TO BE DONE |
Using the passage on the A List Apart redesign, explain in one to three sentences why the designer and developer were challenged to "think of design non-canonically."

QUOTED PASSAGE |
· · · · ·
In the months to come, as our between-issues content becomes as solid and valuable to you as our articles are, we plan to introduce additional and equally useful new kinds of content designed to provide you with more of the information you need most, sometimes even before you know you need it.

The design#section2

Putting the content first, and conceiving of its presentation by default as a fluid series of multi-device encounters, designer Mike Pick and developer Tim Murtaugh have delivered a high-impact, responsive reading experience with the virtues (but not the constraints) of great print design.

As always, the new design flips its predecessor on its head and deepens how we understand ALA as a product and brand. Whereas my original (1998) design sported an “underground club flyer” look appropriate for the wild early days of professional web design, and the most recent (2005) design by Jason Santa Maria cultivated a bookish look and feel indicative of A List Apart’s stature as a time-tested resource, the new design conceives of ALA as a boldly art-directed magazine.

It came from the 1990s: ALA 1.0 illustrations by Jeffrey Zeldman.

To make their task more daunting, I challenged Mike and Tim to think of design non-canonically. What do I mean by that? Sometimes with responsive design, one particular layout (for instance, the desktop browser layout) feels like the “real” design, and smaller-screen experiences become merely usable afterthoughts. I didn’t want that here. Instead I wanted you, our readers, to feel that you’re experiencing the real thing on whichever device or circumstance you happen to encounter it. Of course that should be a goal of any mature approach to responsive web design. In any case, in my opinion, Mike and Tim succeeded brilliantly.
· · · · ·
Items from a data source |
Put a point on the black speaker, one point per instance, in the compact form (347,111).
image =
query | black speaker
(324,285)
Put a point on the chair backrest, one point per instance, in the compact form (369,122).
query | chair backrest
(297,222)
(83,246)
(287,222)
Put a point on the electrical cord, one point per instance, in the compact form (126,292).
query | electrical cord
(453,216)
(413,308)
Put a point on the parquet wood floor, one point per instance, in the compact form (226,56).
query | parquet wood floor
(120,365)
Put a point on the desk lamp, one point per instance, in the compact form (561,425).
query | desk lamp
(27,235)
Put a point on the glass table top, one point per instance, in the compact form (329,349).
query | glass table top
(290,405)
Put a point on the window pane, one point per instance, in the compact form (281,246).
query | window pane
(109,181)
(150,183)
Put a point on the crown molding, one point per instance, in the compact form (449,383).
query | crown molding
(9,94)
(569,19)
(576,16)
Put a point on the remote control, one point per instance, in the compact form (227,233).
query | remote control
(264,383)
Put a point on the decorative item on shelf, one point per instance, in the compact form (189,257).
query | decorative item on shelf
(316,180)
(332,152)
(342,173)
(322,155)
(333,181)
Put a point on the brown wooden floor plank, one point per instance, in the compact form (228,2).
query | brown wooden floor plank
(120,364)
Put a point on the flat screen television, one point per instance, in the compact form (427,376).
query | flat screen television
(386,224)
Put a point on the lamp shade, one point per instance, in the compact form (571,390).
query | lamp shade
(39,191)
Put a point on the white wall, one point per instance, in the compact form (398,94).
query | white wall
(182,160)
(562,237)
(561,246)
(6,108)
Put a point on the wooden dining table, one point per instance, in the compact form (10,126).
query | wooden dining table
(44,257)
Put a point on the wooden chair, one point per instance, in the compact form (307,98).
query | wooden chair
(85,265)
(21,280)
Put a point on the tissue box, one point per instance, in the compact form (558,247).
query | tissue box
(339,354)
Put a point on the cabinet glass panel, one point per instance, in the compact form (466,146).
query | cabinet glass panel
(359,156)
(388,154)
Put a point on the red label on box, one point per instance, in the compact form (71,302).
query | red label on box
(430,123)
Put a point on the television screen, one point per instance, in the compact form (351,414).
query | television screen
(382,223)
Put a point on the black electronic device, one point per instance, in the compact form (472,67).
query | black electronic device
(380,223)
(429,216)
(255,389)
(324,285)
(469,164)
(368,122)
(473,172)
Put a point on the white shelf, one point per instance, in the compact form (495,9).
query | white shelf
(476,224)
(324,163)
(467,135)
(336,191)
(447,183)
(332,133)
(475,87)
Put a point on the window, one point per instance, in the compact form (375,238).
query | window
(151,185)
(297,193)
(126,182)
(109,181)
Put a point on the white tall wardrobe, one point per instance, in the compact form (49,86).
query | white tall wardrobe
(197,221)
· · · · ·
RESULT OF THE TASK |
In responsive design, one layout, such as the desktop browser layout, can come to feel like the "real" design while smaller-screen experiences become merely usable afterthoughts. The challenge was meant to avoid that, so that readers would feel they were experiencing the real thing on whatever device or in whatever circumstance they encountered it.